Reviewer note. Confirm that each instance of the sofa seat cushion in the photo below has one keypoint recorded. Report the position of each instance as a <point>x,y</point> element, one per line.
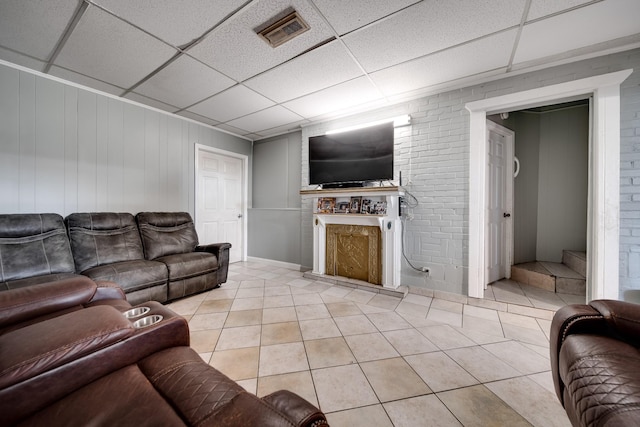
<point>130,275</point>
<point>601,379</point>
<point>183,266</point>
<point>122,398</point>
<point>40,347</point>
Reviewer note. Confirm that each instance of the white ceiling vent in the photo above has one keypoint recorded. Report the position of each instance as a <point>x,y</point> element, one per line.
<point>284,29</point>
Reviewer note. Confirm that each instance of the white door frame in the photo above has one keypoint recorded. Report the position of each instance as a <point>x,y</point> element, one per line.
<point>509,141</point>
<point>604,171</point>
<point>245,190</point>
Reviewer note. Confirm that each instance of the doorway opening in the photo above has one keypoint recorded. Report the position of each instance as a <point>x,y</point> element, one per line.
<point>603,208</point>
<point>546,217</point>
<point>221,199</point>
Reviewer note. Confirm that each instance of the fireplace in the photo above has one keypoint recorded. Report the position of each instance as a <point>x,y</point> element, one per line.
<point>367,246</point>
<point>353,251</point>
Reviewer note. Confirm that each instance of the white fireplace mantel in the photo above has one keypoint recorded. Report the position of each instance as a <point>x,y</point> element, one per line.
<point>390,226</point>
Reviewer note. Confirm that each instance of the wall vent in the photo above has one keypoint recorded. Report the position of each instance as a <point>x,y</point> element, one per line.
<point>284,29</point>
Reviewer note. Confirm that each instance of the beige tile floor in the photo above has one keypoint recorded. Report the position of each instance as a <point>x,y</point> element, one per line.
<point>369,359</point>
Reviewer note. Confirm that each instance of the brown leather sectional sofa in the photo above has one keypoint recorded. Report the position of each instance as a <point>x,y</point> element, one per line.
<point>595,362</point>
<point>74,352</point>
<point>152,256</point>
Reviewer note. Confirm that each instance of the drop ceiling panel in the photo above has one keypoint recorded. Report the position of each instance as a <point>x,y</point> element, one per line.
<point>237,51</point>
<point>540,8</point>
<point>346,16</point>
<point>175,22</point>
<point>430,26</point>
<point>336,98</point>
<point>198,118</point>
<point>272,117</point>
<point>151,102</point>
<point>590,25</point>
<point>324,67</point>
<point>85,80</point>
<point>476,57</point>
<point>34,27</point>
<point>235,102</point>
<point>20,59</point>
<point>184,82</point>
<point>111,50</point>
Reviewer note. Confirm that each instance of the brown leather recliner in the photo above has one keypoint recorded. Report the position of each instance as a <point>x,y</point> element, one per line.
<point>66,360</point>
<point>595,362</point>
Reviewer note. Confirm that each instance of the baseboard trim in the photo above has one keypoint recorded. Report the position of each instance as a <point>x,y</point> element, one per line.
<point>273,262</point>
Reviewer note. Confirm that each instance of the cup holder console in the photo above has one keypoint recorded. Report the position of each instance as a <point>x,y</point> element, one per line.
<point>136,312</point>
<point>147,321</point>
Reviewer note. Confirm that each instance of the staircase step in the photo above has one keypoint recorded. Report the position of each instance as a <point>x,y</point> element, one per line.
<point>575,260</point>
<point>550,276</point>
<point>533,274</point>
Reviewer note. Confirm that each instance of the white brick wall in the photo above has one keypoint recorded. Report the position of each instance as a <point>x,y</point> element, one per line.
<point>433,155</point>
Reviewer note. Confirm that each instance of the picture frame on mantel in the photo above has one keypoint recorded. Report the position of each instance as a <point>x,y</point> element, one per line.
<point>326,204</point>
<point>354,205</point>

#####

Only the lines from the one holding "Reviewer note. Confirm that each instance of the picture" to the end of the entries above belong in the answer, each copied exactly.

Reviewer note. Confirm that each instance of the picture frame on mantel in the photo above has one keypoint recorded. Report the position of each instance as a <point>x,y</point> element, one per line.
<point>326,204</point>
<point>354,205</point>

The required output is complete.